• [RECORDS FOR THIS EXERCISE]

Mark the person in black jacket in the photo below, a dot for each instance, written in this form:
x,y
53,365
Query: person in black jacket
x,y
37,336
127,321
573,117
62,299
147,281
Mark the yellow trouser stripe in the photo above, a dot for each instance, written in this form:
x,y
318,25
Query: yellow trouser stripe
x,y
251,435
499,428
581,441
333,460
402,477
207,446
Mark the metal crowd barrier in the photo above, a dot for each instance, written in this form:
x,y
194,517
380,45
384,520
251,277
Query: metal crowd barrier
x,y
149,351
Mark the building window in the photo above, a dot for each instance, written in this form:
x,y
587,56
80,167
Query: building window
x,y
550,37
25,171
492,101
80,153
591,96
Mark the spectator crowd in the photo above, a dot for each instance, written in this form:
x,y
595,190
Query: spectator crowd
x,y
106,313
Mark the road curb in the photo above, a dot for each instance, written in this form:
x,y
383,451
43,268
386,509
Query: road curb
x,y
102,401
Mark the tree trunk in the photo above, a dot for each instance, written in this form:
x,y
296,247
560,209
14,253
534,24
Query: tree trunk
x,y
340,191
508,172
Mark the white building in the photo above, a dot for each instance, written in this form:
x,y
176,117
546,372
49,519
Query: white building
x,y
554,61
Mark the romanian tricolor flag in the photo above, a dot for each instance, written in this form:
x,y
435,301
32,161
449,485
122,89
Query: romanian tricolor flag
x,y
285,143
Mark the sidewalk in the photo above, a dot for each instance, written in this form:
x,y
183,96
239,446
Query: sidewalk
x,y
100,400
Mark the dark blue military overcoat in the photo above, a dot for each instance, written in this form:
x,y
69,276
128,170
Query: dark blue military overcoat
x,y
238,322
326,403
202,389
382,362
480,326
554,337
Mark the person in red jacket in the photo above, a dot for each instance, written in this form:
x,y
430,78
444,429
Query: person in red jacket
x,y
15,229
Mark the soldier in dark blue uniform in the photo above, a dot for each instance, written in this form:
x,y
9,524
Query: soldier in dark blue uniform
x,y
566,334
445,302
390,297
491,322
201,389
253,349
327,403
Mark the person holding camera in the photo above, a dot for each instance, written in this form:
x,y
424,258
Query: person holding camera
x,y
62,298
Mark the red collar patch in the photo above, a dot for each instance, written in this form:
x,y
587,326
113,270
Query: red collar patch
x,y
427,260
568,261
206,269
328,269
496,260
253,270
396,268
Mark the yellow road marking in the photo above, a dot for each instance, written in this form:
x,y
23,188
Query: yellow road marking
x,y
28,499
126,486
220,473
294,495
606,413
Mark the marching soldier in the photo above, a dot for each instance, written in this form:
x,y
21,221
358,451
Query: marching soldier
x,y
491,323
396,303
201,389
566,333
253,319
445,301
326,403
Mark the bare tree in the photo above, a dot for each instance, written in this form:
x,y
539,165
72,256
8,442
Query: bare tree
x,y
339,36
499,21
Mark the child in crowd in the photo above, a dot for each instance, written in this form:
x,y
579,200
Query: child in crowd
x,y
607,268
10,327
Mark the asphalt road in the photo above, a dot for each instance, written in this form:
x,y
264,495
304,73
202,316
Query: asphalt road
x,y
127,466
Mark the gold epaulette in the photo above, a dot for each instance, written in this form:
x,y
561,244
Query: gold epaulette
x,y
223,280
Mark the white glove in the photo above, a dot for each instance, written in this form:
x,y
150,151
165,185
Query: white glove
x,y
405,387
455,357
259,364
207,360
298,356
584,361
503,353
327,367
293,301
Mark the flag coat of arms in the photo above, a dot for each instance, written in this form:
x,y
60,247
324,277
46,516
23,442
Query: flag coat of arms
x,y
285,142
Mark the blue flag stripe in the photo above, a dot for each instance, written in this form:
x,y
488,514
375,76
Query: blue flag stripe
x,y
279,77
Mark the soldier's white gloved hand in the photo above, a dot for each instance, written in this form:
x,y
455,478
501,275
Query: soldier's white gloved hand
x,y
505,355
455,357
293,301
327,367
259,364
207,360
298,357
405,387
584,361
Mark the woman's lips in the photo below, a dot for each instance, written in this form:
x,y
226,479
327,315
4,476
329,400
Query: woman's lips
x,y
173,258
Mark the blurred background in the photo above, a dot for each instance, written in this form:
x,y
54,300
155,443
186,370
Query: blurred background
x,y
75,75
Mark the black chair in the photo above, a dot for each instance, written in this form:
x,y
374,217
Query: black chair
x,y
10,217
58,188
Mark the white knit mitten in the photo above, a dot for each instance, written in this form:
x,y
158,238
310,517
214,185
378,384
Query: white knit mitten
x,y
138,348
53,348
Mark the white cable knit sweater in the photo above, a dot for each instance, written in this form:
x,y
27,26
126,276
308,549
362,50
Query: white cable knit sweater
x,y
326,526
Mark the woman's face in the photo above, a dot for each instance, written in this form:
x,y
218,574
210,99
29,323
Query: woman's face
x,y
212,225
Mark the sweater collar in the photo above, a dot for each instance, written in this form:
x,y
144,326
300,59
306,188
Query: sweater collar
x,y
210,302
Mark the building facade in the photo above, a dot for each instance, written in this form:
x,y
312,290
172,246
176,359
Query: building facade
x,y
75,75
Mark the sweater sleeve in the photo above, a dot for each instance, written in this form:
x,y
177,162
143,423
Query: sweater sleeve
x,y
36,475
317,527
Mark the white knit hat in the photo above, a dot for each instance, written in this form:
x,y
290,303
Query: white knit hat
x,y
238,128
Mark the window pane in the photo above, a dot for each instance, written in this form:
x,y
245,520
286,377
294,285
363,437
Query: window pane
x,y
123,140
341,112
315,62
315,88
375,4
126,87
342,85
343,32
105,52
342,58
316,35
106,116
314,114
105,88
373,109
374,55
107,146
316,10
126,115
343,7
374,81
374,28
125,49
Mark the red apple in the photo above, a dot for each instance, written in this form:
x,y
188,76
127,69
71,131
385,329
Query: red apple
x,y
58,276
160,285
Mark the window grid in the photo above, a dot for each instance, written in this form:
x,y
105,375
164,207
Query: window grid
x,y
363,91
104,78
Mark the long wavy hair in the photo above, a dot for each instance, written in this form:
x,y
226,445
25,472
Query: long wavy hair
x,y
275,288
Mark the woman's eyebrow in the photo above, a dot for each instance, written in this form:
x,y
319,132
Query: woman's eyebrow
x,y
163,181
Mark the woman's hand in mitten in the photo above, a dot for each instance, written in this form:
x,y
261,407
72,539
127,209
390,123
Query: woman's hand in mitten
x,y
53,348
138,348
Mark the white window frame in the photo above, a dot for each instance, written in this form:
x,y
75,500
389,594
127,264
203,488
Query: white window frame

• [WHAT TO DO]
Each of the records is to be written out again exactly.

• [EXERCISE RESPONSE]
Mark the person in black jacket in the photo below, a dot for each instance, written in this form:
x,y
53,365
Query: person in black jacket
x,y
37,336
127,321
573,117
62,299
147,281
Mark the yellow trouser stripe in the photo above, a dot for each instance, written in this form:
x,y
318,25
Query: yellow trouser stripe
x,y
251,435
499,428
581,441
333,460
402,477
207,446
Mark the metal crowd barrier in the photo above, a dot for each instance, written in this form:
x,y
194,517
380,45
384,520
251,277
Query: metal crowd barrier
x,y
149,351
Mark the building window in the photo above, a dot for each instance, written in this form:
x,y
587,56
80,167
Query: building window
x,y
550,37
25,171
492,101
80,153
591,96
Mark the spectator crowd in the photo above, a dot for each instance, written in this form:
x,y
595,190
Query: spectator crowd
x,y
106,313
Mark the road curb in the photo above, a dot for each instance, written in this form:
x,y
383,451
43,268
386,509
Query: road curb
x,y
102,401
Mark the tree trunk in the photo above, a dot for each instance, written in this form:
x,y
296,247
560,209
14,253
534,24
Query: tree trunk
x,y
340,191
508,172
Mark the white building in the photo above, a dot for each instance, written in this form:
x,y
176,117
546,372
49,519
Query: white building
x,y
554,61
Mark the romanian tricolor flag in the photo above, a dot for each instance, written in this form:
x,y
435,301
32,161
449,485
122,89
Query: romanian tricolor flag
x,y
285,143
Mark the sidewalk in the photo above, a dot for each instance, written in this form:
x,y
183,96
239,446
Query: sidewalk
x,y
100,400
Mark the dark blue military overcoat in the photo above, a dot for each instance, written in this form:
x,y
69,276
128,170
Query: dark blue military overcoat
x,y
238,322
326,403
202,389
382,362
480,326
554,337
Mark the person in red jacket in the photo above, a dot for each instance, written in this form:
x,y
430,78
444,429
Query: person in red jacket
x,y
15,229
Mark the soldier in dark blue uniform in the photo above, a dot for each instance, written in this form:
x,y
9,524
Query: soldier in dark blue uniform
x,y
566,334
445,302
390,297
491,322
201,389
253,349
327,403
Mark the person holding camera in the photo above, a dot for each instance, written in this form:
x,y
424,258
Query: person holding camera
x,y
62,298
Mark the red collar patch in the photo above, a dot for each instance, written in this form:
x,y
587,326
113,270
Query: red collar patch
x,y
427,260
568,261
206,269
328,269
496,260
253,270
396,268
Mark the yellow road marking in the photo above, a dot for each instance, written in this form:
x,y
23,188
Query: yellow road marking
x,y
28,499
126,486
220,473
294,495
606,413
Mark the marching soldier in the photo above, a dot for each instance, written in this form:
x,y
21,221
358,451
Query: marching soldier
x,y
491,323
396,303
201,389
566,333
253,319
445,301
326,403
Mark the bare tree in the photo above, a dot for each instance, written in this form:
x,y
539,165
72,256
8,442
Query: bare tree
x,y
339,36
499,21
Mark the child in crowd in the photo above, a dot for each instance, written in this form:
x,y
579,200
Query: child in crowd
x,y
607,268
10,327
Mark the asphalt road in the photo above, a dot for each instance, written in this form:
x,y
264,495
304,73
202,316
Query: asphalt road
x,y
127,466
Mark the gold epaulette in the photo above, a dot for each instance, written in this form:
x,y
561,244
Query: gold epaulette
x,y
223,280
Mark the white glove in the photo above, a dot for each instance, written in this form:
x,y
150,151
165,185
Query: white glove
x,y
405,387
455,357
259,364
207,360
298,356
584,361
503,353
327,367
293,301
Mark the flag coat of arms in the photo above, a dot for each instance, written in this form:
x,y
60,247
324,277
46,516
23,442
Query: flag coat of arms
x,y
285,142
Mark the blue flag stripe in the photo above, a dot for each instance, written in this form:
x,y
488,514
375,76
Query: blue flag stripe
x,y
279,77
Mark the soldier's white gloved hand in the photo above, a dot for each instance, written in this form:
x,y
455,478
501,275
Query: soldier's white gloved hand
x,y
505,355
455,357
293,301
327,367
259,364
207,360
298,357
405,387
584,361
Mark the woman's lips in the photo below, a dot for each instance, written in this form:
x,y
226,479
327,315
4,476
329,400
Query: woman's lips
x,y
173,258
Mark the blurred background in the photo above, a dot for each instance, written in this form:
x,y
54,300
155,443
186,370
Query: blurred background
x,y
75,75
Mark the black chair in the photo above, a dot for each instance, written in this form:
x,y
374,217
Query: black chair
x,y
10,217
58,188
Mark the white knit mitten in the photo above, a dot for each instance, written in this form:
x,y
158,238
310,517
214,185
378,384
Query: white knit mitten
x,y
138,348
53,348
Mark the white cable knit sweater in the photo above, a dot for each instance, written in this form:
x,y
27,26
126,276
308,549
362,50
Query: white cable knit sweater
x,y
326,526
Mark the woman's face in the photo above, a dot for each instance, written in this form:
x,y
218,574
210,99
29,323
Query: woman's face
x,y
212,225
Mark the sweater collar in the photo above, a dot for each instance, written in this form:
x,y
144,326
300,59
306,188
Query: sweater collar
x,y
210,302
Mark the building facade in the photo above, a dot for each instance, written in this form:
x,y
312,290
172,246
176,359
Query: building facade
x,y
75,75
Mark the sweater sleeve in the photo above, a dot for each instance, written in this form:
x,y
177,162
143,423
Query: sweater sleeve
x,y
36,475
317,527
Mark the white knit hat in the photo above, a dot for each instance, written in this form:
x,y
290,303
Query: white knit hat
x,y
238,128
Mark the window pane in the photo above, a dot for each instance, written in this form:
x,y
245,520
286,377
294,285
363,437
Query: window pane
x,y
123,140
341,112
315,62
315,88
375,4
126,87
342,85
343,32
105,52
342,58
316,35
106,116
314,114
105,88
373,109
374,55
107,146
316,10
126,115
343,7
374,81
374,28
125,49
Mark the red apple in the photo above, a dot for each instance, written in this form:
x,y
188,76
127,69
71,131
385,329
Query: red apple
x,y
58,276
160,285
Mark the window grid in the photo above, a dot for each instance, written in this form:
x,y
105,375
164,207
Query: window grid
x,y
363,91
104,78
Mark the long wavy hair in the photo above, a dot for each instance, written in this form:
x,y
226,445
25,472
Query: long wavy hair
x,y
275,288
Mark the woman's eyebrow in the photo above, a dot for each instance, written in this form:
x,y
319,132
Query: woman's eyebrow
x,y
163,181
Mark the woman's hand in mitten in the photo above, a dot for each instance, written in this form:
x,y
261,407
72,539
127,209
390,123
Query: woman's hand in mitten
x,y
53,348
138,348
Mark the white window frame in the photo above, a dot for each instance, written in this form:
x,y
75,500
389,594
127,264
203,488
Query: white window frame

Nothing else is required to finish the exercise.